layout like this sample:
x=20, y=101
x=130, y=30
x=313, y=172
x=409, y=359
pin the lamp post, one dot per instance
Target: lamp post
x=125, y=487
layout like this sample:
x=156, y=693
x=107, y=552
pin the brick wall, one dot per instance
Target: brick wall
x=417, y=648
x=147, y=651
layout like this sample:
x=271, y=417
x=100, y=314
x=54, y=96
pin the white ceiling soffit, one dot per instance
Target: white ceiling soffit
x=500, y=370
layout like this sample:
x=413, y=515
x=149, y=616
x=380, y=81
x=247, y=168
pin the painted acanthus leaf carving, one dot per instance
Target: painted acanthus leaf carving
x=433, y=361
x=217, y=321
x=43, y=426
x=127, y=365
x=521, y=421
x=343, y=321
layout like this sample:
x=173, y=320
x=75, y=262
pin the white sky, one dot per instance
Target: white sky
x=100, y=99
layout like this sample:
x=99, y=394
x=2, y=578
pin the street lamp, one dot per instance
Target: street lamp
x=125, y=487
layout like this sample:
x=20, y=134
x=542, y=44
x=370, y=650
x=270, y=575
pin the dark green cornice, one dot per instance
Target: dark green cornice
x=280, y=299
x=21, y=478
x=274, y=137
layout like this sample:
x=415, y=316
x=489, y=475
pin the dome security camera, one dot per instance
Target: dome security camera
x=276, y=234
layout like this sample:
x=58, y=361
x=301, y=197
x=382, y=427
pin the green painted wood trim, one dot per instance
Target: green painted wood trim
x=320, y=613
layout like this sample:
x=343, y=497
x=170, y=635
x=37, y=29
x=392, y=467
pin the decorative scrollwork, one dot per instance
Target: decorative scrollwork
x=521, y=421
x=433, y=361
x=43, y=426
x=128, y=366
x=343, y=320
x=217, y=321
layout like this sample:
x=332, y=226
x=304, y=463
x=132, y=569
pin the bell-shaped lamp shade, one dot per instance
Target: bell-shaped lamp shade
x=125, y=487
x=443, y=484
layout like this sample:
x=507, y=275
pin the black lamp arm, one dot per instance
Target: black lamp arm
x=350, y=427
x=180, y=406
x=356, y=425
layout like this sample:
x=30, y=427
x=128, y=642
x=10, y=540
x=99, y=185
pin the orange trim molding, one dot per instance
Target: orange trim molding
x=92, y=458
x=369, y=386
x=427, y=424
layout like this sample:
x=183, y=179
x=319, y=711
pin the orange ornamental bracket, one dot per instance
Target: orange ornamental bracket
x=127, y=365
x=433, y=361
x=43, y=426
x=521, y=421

□ □ □ □

* Your objective
Reproduce every line from the start of the listing through the line containing "x=147, y=651", inclusive, requests included. Multiply each answer coordinate by 2 and round to whole numbers with halves rounded up, but leave the coordinates in the requests and their layout samples unchanged.

* Result for this exercise
layout like this sample:
x=20, y=101
x=130, y=30
x=313, y=172
x=409, y=359
pin the lamp post, one dot per instance
Target: lamp post
x=250, y=974
layout like this sample:
x=156, y=693
x=107, y=552
pin the brick wall, one dot per instance
Target: brick wall
x=834, y=1296
x=294, y=1302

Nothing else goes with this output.